#### CONSIGNES:
• 1. Recopiez mot pour mot le passage du texte sur le partage des biens après un divorce, en commençant par « Les hommes africains » et en allant jusqu'à « de leur ex-conjoint. ».
• 2. Poursuivez le texte sur le partage des biens après un divorce en reprenant juste après sa dernière phrase.

#### TEXTE EXTRAIT:
----

Les hommes africains n'acceptent pas de partager les biens. Ils veulent les garder pour eux. Le plus souvent, les documents afférents aux biens de la famille sont en possession du mari. Une fois le divorce prononcé, il est difficile d'avoir accès à ces documents. Il vous faut prendre un avocat pour rentrer en possession de votre part. Je connais une dame qui attend toujours sa part de biens bien qu'elle soit divorcée depuis plus de dix ans. De plus, beaucoup de nos mères divorcées n'ont pu récupérer leur part qu'après la mort de leur ex-conjoint.
Pourtant, en page 16, vous écrivez: « Mieux vaut être avec un mari aussi mauvais soit-il que de se retrouver toute seule, sans homme ».

----

Entrées du jeu de données:
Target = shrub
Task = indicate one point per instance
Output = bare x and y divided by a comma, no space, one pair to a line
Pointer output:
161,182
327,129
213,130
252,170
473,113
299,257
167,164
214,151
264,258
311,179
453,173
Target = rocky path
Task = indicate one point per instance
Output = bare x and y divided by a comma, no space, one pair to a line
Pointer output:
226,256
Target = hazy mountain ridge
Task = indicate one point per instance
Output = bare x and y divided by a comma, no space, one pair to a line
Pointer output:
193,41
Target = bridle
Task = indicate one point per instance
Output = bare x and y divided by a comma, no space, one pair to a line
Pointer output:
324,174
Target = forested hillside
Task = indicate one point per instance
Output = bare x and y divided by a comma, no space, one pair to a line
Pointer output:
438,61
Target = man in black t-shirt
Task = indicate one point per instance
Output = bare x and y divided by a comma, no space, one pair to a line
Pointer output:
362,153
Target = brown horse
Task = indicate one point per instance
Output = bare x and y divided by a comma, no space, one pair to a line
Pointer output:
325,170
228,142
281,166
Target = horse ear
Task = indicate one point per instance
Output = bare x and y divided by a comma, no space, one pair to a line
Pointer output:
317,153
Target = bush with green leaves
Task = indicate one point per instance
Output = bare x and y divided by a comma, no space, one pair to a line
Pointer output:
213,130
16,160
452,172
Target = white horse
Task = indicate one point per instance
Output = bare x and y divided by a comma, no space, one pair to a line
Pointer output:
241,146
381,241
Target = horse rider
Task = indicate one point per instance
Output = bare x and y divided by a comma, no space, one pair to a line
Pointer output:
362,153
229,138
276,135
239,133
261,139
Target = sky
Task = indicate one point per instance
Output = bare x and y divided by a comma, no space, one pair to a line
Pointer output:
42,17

----

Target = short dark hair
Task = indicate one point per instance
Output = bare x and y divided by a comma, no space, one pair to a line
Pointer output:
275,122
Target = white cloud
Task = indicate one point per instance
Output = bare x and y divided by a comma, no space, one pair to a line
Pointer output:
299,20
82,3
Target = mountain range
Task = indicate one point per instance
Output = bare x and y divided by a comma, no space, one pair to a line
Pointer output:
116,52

----

#### RÉPONSES:
• 1.
Les hommes africains n'acceptent pas de partager les biens. Ils veulent les garder pour eux. Le plus souvent, les documents afférents aux biens de la famille sont en possession du mari. Une fois le divorce prononcé, il est difficile d'avoir accès à ces documents. Il vous faut prendre un avocat pour rentrer en possession de votre part. Je connais une dame qui attend toujours sa part de biens bien qu'elle soit divorcée depuis plus de dix ans. De plus, beaucoup de nos mères divorcées n'ont pu récupérer leur part qu'après la mort de leur ex-conjoint.

• 2.
Beaucoup de femmes africaines n'aspirent qu'à une seule chose: le mariage. Il faut se trouver un homme à tout prix, et on choisit souvent un homme avec lequel on n'a aucune affinité. Elles vivent l'enfer dans leur foyer, mais préfèrent cette vie infernale à la vie de célibataire.
Est-il facile de détecter le mensonge d'un homme ?
Une femme qui connaît bien son mari peut détecter les mensonges de ce dernier. Un homme qui connaît bien sa femme sait comment lui cacher la vérité.
Pour sortir de leur stress les femmes doivent-elles pratiquer le sport comme vous semblez le suggérer ?
Pas forcément. Cependant, le sport nous aide à évacuer le stress que nous avons en nous.
« Les femmes d'ici visaient coûte que coûte des hommes, et souvent, ce sont les maris des autres qu'elles convoitent: Les hommes « déjà prêts », c'est-à-dire, ceux qui ont de l'argent »...
Un homme qui n'a pas d'argent n'attire pas autant que celui qui en a. La misère grandissante dans nos sociétés africaines pousse nos jeunes filles à la prostitution.
Que doit faire un homme pour éviter de tomber dans le piège des femmes ?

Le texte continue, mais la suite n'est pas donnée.